▶ Set exercise:
Find each line in the records that contains the word "window", and copy those lines in full.

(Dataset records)

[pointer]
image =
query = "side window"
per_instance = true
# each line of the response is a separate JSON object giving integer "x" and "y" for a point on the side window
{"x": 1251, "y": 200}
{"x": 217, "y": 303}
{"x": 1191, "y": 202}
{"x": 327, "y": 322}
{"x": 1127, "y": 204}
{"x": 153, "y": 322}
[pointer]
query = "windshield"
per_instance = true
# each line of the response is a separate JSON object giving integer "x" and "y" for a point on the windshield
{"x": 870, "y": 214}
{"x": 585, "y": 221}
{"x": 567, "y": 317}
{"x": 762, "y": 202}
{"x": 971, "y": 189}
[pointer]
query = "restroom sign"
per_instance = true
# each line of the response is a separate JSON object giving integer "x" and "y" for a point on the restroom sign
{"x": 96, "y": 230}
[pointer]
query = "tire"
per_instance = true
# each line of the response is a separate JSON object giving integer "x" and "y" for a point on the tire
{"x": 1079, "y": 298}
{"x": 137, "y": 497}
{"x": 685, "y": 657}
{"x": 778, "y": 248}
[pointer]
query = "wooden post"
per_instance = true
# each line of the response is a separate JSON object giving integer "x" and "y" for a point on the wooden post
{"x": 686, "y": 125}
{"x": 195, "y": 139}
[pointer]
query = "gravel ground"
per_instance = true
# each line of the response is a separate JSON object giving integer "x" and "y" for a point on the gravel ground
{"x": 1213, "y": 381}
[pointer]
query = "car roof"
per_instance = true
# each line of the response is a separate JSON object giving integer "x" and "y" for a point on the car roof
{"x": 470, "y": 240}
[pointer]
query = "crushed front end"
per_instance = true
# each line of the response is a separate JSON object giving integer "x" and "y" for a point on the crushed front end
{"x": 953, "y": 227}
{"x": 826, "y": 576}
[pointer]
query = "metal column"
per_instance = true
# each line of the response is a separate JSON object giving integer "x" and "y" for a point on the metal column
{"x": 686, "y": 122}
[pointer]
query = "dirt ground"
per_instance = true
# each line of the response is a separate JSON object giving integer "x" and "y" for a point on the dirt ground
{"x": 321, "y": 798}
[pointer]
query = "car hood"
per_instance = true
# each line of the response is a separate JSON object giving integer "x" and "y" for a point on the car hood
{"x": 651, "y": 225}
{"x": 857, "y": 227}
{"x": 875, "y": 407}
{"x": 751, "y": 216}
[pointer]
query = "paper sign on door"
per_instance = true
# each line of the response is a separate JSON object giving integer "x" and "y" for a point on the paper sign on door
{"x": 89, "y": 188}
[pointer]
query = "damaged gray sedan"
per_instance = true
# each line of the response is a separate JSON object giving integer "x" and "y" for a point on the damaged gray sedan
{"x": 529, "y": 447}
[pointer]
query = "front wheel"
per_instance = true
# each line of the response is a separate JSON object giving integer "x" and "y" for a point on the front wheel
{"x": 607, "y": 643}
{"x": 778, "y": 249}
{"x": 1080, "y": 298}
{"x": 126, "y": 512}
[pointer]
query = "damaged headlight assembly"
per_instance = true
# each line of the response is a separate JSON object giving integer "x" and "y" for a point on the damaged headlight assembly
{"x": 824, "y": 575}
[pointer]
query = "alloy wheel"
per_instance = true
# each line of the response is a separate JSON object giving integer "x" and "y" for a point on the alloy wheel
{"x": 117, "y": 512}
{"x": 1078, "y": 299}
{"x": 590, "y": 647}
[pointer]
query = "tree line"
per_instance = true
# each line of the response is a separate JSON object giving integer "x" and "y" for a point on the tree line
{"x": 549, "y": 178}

▶ Exercise response:
query = "side window"
# each line of the response is a separate JSON object giving integer "x" and "y" for a point on the side window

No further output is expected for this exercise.